> How to complete this task
From the first line down to the one containing "162, row 165.", reproduce the entries below exactly and leave out the pictures.

> Records
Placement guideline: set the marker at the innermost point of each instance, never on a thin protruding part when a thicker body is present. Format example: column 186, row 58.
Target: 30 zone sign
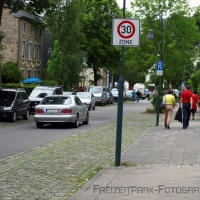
column 126, row 32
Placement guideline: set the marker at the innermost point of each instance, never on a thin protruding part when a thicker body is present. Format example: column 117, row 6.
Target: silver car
column 88, row 99
column 61, row 109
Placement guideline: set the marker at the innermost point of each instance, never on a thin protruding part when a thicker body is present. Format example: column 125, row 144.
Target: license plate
column 52, row 111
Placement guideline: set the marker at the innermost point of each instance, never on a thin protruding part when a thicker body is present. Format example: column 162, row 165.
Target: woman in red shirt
column 194, row 104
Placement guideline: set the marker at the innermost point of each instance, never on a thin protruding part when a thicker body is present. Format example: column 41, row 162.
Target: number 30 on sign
column 126, row 32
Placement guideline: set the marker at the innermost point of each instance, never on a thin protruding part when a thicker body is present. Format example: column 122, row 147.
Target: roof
column 25, row 15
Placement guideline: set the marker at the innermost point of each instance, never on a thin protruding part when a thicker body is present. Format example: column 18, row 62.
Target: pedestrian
column 138, row 95
column 133, row 95
column 186, row 102
column 170, row 104
column 194, row 104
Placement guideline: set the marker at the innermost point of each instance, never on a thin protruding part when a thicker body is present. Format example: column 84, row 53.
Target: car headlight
column 7, row 108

> Solution for this exercise
Placement guideline: set the marker at the innermost point of each instance, never on a thin protruding part when a thicker body is present. Format example: column 186, row 58.
Target: 30 zone sign
column 126, row 32
Placement guideline: set the marker at the innermost point of each instance, never on a thin protruding part when a thicker body is present. Format example: column 117, row 6.
Target: silver car
column 88, row 99
column 61, row 109
Placement guideline: set the marker at the innermost point of each instance, never on a thin protruding part when a thicker body is present. Format example: column 125, row 144.
Target: license plate
column 52, row 111
Placement guideline: set the marker at the innermost point of each instance, never on a thin protruding part when a thicker body is present. Format example: column 162, row 165.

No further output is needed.